= Activity =
Please copy, exactly as they appear below, the lines from the one containing "of the lawn" through the one containing "of the paved".

= Source records =
■ ■ ■

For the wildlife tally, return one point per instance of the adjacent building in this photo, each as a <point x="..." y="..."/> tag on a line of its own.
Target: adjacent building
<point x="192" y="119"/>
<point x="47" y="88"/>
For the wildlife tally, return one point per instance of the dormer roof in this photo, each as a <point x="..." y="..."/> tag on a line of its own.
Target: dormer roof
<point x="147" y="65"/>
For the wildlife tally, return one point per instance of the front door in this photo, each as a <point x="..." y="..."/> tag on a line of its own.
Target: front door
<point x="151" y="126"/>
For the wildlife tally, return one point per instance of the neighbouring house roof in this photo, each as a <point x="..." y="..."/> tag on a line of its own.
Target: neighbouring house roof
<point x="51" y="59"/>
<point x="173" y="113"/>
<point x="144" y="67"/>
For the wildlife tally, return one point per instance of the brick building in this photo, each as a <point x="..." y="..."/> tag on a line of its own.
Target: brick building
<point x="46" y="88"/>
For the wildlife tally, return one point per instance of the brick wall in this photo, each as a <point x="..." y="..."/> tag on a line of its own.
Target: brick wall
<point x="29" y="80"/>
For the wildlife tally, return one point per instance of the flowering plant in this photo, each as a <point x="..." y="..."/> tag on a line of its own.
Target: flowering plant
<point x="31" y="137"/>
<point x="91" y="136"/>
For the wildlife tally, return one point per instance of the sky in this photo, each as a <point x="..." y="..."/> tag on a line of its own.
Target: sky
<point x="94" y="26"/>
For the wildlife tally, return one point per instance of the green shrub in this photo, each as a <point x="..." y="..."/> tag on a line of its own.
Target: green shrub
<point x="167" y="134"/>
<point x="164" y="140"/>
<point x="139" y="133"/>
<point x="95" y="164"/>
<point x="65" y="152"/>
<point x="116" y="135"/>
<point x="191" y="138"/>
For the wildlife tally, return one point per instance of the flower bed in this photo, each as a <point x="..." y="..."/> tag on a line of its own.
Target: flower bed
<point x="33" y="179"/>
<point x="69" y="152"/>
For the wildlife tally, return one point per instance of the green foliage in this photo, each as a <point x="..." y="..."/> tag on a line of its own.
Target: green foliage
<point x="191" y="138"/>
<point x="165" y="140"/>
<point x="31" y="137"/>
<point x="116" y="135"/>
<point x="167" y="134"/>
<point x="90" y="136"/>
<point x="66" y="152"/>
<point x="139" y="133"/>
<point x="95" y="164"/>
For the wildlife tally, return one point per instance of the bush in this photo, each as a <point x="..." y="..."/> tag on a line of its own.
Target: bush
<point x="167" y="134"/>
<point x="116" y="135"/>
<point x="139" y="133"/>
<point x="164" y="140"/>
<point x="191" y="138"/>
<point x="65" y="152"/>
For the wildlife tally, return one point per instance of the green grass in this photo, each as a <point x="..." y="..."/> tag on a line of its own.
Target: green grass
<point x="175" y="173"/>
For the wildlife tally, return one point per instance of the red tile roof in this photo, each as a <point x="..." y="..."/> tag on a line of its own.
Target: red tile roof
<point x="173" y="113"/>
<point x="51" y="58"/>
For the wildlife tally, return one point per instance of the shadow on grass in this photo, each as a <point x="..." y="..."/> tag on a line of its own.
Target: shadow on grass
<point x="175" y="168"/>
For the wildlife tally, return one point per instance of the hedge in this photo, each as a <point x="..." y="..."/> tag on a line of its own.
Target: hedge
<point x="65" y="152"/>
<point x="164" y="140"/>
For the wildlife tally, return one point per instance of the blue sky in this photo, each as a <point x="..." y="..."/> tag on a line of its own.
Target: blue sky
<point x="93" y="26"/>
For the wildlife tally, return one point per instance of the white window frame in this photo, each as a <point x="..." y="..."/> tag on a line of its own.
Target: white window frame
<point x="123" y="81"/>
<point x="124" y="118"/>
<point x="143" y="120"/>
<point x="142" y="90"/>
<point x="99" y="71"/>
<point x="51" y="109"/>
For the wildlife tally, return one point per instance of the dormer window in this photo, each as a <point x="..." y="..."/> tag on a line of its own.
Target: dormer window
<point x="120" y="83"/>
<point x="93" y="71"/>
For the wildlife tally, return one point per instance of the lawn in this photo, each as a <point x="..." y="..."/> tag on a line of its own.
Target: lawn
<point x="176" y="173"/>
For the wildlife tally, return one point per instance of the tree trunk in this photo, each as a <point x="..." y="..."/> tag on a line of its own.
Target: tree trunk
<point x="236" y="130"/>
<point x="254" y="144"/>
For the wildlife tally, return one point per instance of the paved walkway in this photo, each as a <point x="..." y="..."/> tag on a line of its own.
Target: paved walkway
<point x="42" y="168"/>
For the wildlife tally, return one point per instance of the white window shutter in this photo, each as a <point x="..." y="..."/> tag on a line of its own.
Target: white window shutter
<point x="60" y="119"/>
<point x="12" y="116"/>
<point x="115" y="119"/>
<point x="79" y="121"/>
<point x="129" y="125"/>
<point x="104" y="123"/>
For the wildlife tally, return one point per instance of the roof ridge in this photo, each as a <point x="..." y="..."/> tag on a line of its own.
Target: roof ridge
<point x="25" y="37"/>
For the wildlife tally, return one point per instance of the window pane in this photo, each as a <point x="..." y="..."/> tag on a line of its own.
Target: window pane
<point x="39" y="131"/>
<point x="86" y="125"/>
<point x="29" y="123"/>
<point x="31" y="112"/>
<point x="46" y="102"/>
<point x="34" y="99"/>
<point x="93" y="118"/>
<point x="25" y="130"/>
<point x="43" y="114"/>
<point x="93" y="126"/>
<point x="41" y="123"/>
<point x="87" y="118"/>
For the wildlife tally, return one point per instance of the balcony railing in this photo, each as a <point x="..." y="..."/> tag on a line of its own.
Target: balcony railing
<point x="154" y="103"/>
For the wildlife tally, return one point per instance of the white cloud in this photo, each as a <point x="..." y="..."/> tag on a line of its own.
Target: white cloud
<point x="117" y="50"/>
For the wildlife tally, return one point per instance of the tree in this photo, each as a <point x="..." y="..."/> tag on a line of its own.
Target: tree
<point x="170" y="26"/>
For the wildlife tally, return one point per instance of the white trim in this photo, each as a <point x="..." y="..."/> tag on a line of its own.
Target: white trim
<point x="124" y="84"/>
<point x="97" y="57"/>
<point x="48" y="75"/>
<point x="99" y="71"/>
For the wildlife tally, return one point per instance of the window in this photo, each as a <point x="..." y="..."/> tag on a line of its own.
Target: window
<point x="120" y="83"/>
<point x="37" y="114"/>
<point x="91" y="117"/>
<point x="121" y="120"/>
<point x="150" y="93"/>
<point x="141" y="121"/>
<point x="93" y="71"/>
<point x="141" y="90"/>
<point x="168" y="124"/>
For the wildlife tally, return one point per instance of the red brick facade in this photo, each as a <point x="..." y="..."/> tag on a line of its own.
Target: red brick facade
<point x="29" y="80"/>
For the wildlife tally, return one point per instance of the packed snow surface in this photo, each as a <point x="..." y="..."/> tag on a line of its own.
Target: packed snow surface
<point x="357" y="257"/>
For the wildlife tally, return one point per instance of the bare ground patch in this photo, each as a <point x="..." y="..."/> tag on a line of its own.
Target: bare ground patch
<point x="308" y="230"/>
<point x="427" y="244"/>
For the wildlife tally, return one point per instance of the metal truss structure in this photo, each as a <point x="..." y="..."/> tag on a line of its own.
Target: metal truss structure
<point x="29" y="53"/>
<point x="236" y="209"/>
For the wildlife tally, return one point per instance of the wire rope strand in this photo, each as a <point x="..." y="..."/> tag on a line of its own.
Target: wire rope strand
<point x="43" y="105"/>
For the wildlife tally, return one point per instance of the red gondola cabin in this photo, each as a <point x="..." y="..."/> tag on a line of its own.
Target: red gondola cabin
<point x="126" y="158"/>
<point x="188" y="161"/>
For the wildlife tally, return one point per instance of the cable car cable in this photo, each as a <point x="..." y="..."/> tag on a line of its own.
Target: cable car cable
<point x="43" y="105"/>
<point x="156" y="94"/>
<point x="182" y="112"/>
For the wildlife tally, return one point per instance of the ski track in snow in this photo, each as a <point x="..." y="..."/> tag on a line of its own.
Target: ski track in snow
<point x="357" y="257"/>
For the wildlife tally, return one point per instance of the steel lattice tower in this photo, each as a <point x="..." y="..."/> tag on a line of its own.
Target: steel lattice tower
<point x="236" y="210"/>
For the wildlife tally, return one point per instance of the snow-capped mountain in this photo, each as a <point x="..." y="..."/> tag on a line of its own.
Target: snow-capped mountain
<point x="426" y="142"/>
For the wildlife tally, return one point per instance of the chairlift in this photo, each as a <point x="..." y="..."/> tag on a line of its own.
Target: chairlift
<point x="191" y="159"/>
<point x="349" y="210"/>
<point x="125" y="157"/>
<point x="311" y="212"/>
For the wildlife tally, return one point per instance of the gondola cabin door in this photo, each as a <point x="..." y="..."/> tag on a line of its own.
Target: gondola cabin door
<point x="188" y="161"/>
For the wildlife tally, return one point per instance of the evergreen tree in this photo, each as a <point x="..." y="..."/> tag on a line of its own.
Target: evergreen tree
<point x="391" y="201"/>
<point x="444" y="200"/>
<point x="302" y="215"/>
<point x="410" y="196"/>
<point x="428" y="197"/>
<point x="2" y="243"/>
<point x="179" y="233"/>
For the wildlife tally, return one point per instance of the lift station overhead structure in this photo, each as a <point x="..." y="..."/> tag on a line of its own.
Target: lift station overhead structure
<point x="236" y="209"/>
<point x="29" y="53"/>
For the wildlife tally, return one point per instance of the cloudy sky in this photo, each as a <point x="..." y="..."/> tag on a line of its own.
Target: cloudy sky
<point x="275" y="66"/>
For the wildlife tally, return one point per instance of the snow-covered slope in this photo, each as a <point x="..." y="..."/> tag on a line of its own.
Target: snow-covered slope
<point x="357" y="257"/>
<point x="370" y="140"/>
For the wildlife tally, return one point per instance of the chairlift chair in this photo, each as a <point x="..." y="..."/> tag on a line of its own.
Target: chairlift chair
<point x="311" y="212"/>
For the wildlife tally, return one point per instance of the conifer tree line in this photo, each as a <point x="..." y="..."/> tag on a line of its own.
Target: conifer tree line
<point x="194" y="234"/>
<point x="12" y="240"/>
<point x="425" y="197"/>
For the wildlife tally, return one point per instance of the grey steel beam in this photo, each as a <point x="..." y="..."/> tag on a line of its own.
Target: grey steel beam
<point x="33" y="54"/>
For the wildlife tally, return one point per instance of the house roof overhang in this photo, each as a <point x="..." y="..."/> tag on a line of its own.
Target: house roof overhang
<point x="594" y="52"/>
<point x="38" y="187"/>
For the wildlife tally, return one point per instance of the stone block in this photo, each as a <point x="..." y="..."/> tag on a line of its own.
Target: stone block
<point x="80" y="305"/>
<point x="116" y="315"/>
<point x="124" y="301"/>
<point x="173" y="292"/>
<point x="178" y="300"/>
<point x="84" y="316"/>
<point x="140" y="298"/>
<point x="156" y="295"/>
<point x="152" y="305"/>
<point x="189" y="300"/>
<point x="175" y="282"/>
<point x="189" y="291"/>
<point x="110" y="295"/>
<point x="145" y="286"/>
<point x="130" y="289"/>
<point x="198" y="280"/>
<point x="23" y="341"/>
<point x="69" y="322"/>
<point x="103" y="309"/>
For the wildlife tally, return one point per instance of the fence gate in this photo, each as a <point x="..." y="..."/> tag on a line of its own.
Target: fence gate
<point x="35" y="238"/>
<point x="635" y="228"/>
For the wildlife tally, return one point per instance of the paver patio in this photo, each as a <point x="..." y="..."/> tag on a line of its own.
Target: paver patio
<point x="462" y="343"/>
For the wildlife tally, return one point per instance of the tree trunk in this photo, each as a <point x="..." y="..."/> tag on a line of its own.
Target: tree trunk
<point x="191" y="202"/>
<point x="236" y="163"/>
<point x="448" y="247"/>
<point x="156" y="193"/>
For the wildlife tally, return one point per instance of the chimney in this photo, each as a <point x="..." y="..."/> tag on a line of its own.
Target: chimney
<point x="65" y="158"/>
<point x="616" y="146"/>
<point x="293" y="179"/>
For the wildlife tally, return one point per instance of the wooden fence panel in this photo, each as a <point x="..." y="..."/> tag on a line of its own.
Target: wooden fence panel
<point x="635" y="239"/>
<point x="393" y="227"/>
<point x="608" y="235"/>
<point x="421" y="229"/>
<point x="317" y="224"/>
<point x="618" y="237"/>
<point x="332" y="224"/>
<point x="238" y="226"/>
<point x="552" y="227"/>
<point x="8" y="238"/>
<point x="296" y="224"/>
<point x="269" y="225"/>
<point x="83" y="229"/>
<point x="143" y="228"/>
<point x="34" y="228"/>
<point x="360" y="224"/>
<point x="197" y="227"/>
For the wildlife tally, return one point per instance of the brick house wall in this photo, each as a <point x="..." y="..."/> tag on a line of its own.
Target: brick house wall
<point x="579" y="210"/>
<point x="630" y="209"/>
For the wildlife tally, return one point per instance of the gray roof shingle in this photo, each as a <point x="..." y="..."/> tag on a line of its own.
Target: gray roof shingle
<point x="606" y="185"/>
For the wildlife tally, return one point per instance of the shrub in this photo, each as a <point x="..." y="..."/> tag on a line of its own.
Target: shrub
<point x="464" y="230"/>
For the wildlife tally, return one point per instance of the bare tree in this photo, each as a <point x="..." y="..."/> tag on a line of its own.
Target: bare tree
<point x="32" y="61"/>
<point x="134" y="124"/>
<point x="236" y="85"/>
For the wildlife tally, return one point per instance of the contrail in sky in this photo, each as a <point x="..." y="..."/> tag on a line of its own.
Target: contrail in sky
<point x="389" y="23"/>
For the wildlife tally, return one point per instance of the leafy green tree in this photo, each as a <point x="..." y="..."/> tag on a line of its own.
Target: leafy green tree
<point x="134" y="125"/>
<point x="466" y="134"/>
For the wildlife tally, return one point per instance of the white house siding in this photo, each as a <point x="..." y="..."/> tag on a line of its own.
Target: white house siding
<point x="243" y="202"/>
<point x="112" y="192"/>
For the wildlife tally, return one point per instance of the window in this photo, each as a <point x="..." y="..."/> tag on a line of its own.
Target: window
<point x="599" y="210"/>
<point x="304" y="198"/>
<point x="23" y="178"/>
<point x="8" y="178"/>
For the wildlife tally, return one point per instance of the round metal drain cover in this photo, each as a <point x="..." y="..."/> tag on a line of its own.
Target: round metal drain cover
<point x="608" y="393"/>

■ ■ ■

= Answer box =
For the wildlife tally, return one point per instance of the lawn in this photo, each as a <point x="..." y="..."/> tag on a line of its own.
Target: lawn
<point x="176" y="173"/>
For the wildlife tally, return one point per instance of the tree trunk in this photo, each as a <point x="..." y="..."/> tag on a line of its own.
Target: tree trunk
<point x="236" y="130"/>
<point x="254" y="144"/>
For the wildlife tally, return one point per instance of the paved walkway in this photo, each as a <point x="..." y="..."/> tag on a line of its own.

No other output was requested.